**Exercise requirements**
Look through the data below and extract, unchanged, the lines from the one that contains "drop a point: the desk leg" to the one that contains "drop a point: the framed certificate", both included.
===== Given records =====
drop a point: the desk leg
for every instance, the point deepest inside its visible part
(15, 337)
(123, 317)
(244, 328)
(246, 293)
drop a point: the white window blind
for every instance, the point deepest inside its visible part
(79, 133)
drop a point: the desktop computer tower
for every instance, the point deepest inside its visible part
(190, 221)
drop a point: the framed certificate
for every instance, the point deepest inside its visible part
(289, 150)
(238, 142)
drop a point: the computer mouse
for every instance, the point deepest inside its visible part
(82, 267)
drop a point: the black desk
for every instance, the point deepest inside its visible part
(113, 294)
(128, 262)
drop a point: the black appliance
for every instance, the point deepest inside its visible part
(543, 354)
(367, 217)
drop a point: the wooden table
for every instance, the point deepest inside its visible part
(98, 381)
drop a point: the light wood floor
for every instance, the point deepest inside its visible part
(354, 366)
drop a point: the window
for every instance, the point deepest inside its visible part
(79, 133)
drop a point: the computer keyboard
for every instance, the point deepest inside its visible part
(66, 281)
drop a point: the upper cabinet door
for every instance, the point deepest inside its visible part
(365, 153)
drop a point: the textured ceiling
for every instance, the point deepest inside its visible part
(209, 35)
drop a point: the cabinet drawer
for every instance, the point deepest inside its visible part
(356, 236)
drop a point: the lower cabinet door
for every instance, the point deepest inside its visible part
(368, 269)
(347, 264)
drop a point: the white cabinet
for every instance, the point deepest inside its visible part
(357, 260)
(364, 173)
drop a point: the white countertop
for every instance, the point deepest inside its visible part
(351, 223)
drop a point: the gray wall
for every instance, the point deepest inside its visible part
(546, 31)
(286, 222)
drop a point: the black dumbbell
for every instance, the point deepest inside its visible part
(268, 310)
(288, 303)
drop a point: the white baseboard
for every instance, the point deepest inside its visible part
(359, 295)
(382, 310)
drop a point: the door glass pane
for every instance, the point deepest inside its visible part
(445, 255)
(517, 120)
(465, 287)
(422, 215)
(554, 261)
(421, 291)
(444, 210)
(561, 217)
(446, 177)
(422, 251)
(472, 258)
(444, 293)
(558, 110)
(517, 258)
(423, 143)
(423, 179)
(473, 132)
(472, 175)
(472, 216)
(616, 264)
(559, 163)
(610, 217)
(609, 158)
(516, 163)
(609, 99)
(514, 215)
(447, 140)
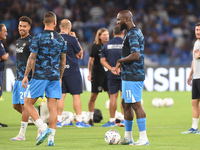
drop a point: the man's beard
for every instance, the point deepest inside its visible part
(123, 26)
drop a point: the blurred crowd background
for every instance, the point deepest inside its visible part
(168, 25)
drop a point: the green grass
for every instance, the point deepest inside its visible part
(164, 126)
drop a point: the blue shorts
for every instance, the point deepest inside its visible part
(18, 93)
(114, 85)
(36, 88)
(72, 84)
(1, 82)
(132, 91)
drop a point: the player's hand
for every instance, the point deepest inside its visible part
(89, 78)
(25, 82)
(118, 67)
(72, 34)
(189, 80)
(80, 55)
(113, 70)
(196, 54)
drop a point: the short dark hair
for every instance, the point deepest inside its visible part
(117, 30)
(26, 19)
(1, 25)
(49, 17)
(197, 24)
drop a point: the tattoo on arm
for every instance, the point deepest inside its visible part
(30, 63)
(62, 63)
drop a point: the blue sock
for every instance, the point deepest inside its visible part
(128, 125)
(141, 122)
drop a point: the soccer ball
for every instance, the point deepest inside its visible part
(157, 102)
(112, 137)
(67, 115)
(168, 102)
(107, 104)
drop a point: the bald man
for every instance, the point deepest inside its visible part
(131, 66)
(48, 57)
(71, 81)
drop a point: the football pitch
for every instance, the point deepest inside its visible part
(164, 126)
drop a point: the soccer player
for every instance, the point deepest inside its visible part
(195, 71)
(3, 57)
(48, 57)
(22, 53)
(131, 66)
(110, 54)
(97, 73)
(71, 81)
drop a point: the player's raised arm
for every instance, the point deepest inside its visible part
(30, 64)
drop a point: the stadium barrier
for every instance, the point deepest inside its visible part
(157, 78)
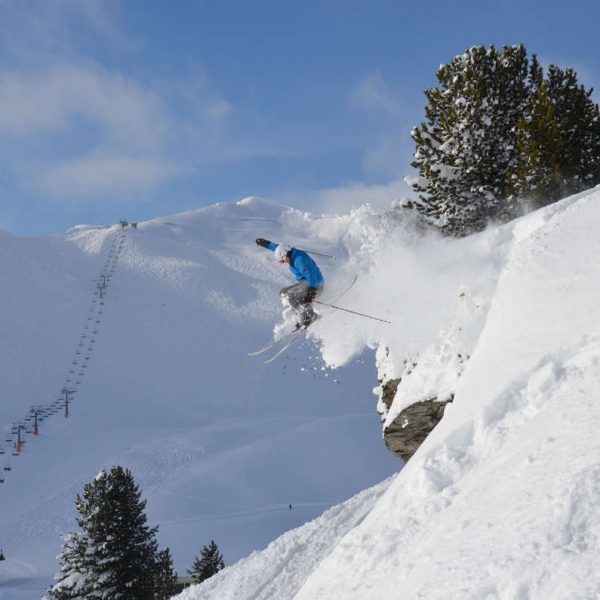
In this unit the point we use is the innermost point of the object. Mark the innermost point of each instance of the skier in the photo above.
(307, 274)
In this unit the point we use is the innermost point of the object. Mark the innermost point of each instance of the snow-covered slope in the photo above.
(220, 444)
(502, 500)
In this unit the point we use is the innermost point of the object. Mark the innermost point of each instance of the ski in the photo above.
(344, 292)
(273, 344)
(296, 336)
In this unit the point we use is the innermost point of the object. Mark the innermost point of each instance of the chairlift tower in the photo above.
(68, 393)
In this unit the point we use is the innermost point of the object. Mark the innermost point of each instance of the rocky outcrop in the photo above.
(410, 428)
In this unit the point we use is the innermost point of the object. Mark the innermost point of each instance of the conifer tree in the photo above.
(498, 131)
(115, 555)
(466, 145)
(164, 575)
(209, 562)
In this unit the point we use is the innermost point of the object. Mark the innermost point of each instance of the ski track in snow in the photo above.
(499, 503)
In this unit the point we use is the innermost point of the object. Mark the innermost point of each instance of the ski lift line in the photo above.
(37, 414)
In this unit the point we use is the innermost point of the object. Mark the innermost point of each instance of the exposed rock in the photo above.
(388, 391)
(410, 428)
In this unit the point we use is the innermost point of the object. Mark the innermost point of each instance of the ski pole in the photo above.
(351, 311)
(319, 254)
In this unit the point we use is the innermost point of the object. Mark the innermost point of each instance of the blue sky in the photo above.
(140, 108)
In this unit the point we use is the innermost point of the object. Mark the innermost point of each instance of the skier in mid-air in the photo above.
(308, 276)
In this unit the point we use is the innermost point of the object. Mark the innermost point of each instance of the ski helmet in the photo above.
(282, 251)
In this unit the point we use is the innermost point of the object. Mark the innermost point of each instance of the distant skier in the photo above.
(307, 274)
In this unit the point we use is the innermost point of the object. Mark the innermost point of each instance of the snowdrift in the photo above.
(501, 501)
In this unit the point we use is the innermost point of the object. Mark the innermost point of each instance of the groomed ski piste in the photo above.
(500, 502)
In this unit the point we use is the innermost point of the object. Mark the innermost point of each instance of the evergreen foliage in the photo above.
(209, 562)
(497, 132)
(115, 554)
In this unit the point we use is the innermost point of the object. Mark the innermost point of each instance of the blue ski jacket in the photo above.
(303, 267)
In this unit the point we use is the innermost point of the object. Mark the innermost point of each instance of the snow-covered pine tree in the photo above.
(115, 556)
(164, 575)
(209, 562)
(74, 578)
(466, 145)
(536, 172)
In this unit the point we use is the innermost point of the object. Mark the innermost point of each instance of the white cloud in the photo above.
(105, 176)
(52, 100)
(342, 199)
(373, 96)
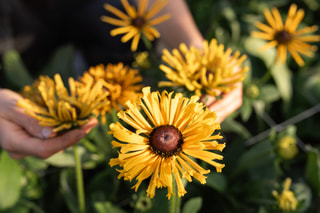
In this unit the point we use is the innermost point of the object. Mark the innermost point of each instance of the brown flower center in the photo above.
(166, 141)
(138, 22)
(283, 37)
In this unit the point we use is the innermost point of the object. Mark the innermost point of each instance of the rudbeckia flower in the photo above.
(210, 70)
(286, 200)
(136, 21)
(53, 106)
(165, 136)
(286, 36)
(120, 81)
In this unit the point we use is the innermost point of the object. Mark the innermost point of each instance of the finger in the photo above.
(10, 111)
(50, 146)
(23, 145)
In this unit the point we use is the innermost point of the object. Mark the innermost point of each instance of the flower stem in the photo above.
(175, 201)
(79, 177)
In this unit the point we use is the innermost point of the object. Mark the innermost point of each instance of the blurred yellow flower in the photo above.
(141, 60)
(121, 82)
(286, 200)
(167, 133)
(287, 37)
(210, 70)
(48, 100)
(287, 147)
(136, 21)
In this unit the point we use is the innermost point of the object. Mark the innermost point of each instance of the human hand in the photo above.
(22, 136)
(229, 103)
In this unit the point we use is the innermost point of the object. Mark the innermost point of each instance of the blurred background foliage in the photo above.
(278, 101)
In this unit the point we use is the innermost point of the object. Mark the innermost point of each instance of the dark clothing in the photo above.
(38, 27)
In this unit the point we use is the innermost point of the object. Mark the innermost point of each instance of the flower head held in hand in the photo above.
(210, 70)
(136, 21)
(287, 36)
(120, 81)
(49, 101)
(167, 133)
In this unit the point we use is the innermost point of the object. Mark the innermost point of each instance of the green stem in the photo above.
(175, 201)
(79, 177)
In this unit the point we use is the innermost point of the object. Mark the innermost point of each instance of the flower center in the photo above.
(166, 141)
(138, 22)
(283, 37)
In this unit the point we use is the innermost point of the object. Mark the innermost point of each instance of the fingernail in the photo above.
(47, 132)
=====
===== Given records =====
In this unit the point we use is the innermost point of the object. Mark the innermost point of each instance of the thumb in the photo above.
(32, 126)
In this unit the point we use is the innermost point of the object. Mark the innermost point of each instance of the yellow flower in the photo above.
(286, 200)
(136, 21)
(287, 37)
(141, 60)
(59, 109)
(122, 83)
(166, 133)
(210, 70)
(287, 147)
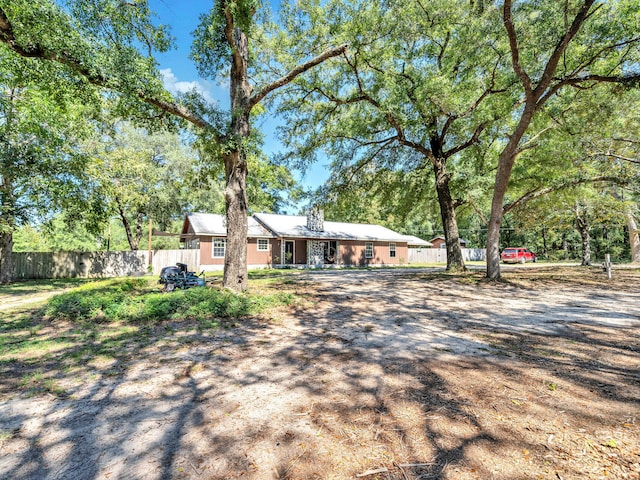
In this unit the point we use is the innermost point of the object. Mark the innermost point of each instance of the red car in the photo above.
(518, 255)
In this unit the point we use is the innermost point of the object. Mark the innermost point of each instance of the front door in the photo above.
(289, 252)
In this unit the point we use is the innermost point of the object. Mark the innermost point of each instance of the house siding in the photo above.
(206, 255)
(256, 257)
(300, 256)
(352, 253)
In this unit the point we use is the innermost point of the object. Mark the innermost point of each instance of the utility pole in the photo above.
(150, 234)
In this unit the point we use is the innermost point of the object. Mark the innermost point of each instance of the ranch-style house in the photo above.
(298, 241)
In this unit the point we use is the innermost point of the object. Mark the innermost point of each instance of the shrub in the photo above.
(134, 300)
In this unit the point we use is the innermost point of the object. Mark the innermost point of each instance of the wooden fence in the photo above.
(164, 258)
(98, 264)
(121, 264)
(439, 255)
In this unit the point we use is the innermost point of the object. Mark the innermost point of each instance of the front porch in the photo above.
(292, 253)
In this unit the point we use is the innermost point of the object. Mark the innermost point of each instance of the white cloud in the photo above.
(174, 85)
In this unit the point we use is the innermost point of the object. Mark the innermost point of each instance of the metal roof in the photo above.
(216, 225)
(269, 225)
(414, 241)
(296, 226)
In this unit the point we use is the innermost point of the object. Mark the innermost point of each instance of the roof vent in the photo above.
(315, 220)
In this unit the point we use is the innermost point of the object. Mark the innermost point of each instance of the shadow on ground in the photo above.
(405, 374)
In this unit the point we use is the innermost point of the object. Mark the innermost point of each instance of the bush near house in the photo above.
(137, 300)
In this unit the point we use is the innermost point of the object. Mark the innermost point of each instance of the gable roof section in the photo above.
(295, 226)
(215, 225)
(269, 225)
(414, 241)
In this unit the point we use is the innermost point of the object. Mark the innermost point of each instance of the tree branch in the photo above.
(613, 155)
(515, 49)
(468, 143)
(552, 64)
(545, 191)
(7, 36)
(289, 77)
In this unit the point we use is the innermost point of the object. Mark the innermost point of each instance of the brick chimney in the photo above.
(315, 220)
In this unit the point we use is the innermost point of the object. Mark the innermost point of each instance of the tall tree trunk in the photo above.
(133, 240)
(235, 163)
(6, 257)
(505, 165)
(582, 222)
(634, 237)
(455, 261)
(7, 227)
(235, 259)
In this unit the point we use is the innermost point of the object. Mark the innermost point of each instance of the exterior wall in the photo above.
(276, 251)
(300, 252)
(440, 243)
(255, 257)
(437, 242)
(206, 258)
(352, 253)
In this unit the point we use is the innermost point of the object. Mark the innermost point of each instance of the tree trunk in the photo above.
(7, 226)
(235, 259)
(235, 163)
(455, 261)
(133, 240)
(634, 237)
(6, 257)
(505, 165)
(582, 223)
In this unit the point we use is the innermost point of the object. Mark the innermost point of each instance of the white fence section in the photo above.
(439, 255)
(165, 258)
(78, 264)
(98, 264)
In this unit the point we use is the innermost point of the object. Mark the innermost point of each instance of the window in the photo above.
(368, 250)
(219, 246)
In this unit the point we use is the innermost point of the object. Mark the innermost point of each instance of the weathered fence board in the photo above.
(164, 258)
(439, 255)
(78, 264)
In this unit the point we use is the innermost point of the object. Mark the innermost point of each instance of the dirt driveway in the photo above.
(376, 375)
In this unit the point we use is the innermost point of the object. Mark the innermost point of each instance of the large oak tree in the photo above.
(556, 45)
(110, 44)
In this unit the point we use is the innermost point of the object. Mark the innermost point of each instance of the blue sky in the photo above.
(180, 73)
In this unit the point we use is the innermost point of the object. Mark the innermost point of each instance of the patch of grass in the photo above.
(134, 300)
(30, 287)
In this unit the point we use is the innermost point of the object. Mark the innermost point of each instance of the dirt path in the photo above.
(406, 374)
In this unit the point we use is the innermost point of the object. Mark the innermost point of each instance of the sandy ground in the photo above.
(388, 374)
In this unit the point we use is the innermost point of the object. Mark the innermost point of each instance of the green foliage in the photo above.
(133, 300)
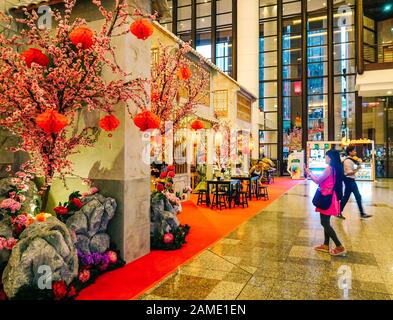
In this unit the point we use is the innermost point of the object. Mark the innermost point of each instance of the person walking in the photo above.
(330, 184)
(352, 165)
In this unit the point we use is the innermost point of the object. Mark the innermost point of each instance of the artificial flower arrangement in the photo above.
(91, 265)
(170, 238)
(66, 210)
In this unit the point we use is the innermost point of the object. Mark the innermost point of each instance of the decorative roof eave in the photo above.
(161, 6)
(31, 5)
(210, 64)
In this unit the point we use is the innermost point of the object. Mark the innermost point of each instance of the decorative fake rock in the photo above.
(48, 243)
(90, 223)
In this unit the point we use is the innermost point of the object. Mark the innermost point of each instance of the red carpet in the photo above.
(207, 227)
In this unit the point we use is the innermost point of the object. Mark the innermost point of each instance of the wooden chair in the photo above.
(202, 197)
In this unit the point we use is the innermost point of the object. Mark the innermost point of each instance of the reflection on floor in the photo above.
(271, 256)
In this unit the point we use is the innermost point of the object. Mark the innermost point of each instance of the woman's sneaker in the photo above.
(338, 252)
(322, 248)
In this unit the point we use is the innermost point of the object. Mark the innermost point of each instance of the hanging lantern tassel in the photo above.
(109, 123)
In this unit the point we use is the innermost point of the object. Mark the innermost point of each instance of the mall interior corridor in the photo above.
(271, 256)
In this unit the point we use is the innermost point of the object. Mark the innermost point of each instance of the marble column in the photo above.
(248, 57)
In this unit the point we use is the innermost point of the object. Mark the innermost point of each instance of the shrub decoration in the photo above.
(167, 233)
=====
**Solution to this task**
drop a point: the desk leg
for every instance, the point deepest inside its visible part
(15, 337)
(123, 317)
(244, 328)
(246, 293)
drop a point: the white window blind
for every instance, the point deepest inside its visible part
(79, 133)
drop a point: the desktop computer tower
for every instance, the point deepest inside its visible part
(190, 221)
drop a point: the framed certificate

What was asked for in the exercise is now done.